*What needs to be done:* List everything from the start of the entries down through the line containing "positive clicks: (330, 7) (319, 10)" as a numbered list, omitting blank lines.

━━ Data provided ━━

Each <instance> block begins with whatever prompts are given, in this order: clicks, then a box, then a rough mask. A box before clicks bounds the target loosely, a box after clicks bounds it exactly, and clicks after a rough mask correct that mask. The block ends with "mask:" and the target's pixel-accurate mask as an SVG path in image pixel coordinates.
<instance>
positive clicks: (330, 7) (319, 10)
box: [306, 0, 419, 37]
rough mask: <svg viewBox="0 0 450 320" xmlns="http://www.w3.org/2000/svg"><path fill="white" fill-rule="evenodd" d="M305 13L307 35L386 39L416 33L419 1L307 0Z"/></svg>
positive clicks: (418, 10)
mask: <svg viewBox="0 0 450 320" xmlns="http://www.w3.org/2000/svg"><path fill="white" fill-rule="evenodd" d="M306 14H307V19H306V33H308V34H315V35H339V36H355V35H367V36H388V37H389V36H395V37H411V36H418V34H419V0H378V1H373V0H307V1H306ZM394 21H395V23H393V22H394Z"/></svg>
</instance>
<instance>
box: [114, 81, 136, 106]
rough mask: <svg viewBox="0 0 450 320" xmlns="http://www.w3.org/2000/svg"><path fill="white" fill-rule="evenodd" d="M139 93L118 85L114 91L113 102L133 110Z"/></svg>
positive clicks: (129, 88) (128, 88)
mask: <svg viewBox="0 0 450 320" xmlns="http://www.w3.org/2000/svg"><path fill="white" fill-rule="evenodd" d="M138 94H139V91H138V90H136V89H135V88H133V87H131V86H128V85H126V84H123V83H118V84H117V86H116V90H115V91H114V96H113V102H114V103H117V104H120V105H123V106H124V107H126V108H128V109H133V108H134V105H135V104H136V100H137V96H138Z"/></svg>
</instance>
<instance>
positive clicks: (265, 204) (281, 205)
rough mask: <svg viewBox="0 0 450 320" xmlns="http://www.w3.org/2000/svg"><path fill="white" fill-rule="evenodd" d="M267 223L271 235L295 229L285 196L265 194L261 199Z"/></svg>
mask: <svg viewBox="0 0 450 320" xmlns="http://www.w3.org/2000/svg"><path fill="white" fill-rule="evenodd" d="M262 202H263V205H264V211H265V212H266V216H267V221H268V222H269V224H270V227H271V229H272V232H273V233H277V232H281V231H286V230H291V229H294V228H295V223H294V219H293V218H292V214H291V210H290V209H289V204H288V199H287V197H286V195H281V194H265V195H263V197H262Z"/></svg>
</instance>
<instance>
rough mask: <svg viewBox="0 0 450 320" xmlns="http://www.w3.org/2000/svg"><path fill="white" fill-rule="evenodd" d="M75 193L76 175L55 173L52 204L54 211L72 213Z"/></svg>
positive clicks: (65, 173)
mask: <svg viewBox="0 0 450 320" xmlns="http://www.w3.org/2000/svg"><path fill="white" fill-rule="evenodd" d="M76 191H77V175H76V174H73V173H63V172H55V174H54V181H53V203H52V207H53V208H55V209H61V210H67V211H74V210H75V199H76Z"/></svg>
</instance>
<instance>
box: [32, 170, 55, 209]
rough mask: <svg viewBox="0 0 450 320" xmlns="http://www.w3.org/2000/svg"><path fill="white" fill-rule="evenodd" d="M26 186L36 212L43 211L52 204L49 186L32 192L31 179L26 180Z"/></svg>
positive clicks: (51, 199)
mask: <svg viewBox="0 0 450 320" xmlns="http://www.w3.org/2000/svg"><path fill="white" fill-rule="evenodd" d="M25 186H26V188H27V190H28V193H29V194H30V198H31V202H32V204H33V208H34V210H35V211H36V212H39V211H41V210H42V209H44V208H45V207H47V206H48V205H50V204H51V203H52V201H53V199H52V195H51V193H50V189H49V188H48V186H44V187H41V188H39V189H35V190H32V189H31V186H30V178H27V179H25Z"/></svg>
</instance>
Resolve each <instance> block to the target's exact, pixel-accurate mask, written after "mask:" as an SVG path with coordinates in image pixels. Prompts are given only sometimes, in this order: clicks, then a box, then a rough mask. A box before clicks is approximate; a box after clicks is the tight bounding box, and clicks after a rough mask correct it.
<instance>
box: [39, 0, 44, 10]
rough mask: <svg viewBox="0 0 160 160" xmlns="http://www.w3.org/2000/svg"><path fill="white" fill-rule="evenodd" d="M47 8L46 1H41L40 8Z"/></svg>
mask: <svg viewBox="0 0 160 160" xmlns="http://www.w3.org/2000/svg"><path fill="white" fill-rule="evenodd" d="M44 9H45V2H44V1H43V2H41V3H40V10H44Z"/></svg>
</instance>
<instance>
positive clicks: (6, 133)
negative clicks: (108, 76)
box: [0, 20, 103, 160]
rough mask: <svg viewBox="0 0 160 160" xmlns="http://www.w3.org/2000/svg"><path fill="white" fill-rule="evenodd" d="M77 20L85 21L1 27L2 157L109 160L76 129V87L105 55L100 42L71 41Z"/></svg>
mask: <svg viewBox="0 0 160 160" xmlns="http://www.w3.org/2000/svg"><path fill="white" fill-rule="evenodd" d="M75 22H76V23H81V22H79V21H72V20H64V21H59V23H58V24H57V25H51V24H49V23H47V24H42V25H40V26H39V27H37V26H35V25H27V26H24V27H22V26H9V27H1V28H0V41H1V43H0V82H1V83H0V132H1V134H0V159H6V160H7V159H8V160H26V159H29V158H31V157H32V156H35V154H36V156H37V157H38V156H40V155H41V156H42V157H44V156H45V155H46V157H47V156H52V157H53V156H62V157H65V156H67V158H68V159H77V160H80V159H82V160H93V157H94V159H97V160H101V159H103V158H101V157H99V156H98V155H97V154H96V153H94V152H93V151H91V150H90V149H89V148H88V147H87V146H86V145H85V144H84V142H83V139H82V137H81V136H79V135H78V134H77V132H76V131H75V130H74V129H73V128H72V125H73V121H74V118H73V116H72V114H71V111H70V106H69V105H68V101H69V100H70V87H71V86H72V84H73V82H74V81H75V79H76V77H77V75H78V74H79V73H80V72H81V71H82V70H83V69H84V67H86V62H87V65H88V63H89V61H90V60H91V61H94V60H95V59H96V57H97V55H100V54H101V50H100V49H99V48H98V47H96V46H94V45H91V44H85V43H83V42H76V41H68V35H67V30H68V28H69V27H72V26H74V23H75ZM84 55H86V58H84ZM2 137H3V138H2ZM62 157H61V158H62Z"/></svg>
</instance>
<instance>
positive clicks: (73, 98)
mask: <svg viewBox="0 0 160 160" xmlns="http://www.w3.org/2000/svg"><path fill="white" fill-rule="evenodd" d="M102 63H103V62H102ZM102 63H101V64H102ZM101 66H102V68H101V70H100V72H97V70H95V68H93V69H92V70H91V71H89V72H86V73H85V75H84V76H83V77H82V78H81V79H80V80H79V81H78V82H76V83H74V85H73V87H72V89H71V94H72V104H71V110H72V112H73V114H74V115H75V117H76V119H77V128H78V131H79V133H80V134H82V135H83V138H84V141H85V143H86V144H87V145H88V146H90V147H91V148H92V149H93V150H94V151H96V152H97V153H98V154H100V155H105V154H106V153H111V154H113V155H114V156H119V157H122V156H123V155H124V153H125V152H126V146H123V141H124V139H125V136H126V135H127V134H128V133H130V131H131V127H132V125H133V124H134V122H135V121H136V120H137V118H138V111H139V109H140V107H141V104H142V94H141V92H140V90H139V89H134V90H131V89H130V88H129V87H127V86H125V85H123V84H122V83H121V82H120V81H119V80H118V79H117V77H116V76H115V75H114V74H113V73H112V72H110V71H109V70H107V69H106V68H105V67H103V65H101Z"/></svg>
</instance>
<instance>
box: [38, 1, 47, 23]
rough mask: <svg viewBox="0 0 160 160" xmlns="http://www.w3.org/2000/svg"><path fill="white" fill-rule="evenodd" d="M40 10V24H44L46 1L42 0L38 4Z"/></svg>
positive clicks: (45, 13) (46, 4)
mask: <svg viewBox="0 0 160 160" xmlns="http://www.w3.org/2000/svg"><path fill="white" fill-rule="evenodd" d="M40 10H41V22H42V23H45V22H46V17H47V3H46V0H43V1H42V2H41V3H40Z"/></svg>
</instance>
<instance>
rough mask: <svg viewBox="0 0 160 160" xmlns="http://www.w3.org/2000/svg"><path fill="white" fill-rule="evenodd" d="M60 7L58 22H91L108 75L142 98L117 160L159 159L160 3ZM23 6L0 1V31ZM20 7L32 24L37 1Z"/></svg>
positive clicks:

━━━

*Result of this exercise:*
1. Each <instance> block begins with whatever prompts are given, in this order: clicks, then a box, then a rough mask. A box before clicks bounds the target loosely, a box after clicks bounds it exactly, and clicks after a rough mask correct that mask. The block ends with "mask:" and the target's pixel-accurate mask as an SVG path in image pixel coordinates.
2. <instance>
3. positive clicks: (330, 7) (319, 10)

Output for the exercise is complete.